### Exercise requirements
Write out each line of the entries below that holds the word "instance".

::::::

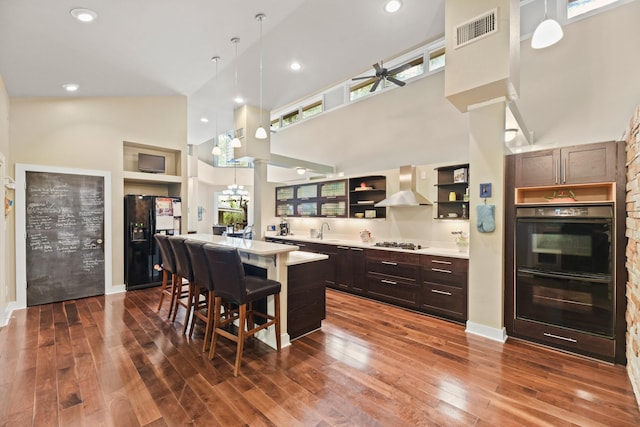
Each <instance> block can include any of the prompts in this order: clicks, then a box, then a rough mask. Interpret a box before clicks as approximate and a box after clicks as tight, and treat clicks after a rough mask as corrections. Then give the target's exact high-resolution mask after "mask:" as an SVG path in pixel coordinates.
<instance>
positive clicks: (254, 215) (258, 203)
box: [252, 159, 274, 239]
mask: <svg viewBox="0 0 640 427" xmlns="http://www.w3.org/2000/svg"><path fill="white" fill-rule="evenodd" d="M268 163H269V162H268V161H267V160H262V159H255V160H254V161H253V200H252V203H253V226H254V227H253V238H254V239H260V238H261V237H262V235H263V234H264V226H263V224H262V217H263V215H262V206H263V205H264V203H265V200H266V199H267V198H268V197H270V196H271V197H274V195H273V194H269V193H268V192H267V191H268V188H269V186H268V184H267V165H268Z"/></svg>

::::::

### Problem solution
Each <instance> block can include any of the prompts in this order: clicks, then a box, then a rough mask. Interpret a box before clicks as approximate and a box after clicks as tight, and treat clicks after a rough mask as corrections. Then give the target's exact high-resolution mask after "mask:" as an SVG path in pixel coordinates.
<instance>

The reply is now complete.